# TASK TO COMPLETE
According to the Towne Club passage, who bought the company in 1978?

# PASSAGE
· · · ·

Towne Club was founded and operated by Harold Samhat in the mid-1960s. The company first started selling its pop in its own retail outlets in Detroit, known as "pop centers". It was an affordable alternative to bigger brands such as Coca-Cola and Pepsi, and often sold well in Detroit's poorer neighborhoods. The pop centers offered many more flavors of soda pop than were typically seen in grocery stores, and the pop was sold by the 24-glass-bottle wooden case. People would enter the store, grab a wooden crate, and walk around the various stacks of pop around the warehouse-type store. Customers would bring back empty bottles and cases and start all over again.

The company carved out its niche by offering multiple flavors in both regular and diet varieties in an attempt to rival its more powerful regional competitor, Faygo. The attempt proved successful, as Towne Club was able to expand its reach further North in Michigan, South into Central Indiana, parts of Northwestern Ohio, Upstate New York and Florida.

Samhat sold the company in 1978 to Pop Shoppes of Toronto, Canada (controlled by Venturetech of Toronto, Canada). He remained with the company until 1982. The company began falling on hard times in the mid- to late-1980s, after the decision was made to close its retail pop centers, though Towne Club was still available. Sales continued to slide, not out of disloyalty, but buyers of the products were left wondering what outlets still sold it.

· · · ·

# EXTRACTED INFORMATION
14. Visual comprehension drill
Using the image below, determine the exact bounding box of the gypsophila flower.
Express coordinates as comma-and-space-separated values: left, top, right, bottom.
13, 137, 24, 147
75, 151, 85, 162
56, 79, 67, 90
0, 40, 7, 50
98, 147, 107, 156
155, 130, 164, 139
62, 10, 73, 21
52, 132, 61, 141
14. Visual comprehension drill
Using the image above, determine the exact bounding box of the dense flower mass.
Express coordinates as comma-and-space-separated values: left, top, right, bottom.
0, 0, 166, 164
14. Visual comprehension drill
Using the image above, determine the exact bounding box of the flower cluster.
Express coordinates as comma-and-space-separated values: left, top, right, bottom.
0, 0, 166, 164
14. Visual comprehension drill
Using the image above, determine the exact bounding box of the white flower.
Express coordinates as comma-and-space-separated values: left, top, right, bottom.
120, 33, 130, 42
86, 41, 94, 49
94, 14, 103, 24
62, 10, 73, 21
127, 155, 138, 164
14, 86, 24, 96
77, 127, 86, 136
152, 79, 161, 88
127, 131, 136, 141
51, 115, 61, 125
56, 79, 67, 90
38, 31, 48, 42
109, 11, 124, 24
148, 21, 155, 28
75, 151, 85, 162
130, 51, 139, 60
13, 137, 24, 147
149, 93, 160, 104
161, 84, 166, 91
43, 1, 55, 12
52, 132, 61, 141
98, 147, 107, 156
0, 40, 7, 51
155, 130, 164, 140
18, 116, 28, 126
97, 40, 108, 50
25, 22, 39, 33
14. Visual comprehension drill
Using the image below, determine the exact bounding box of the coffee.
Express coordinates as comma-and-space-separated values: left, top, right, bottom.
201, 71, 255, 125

· · · ·

# SOLUTION TO THE EXERCISE
Pop Shoppes of Toronto, Canada, which was controlled by Venturetech of Toronto, Canada.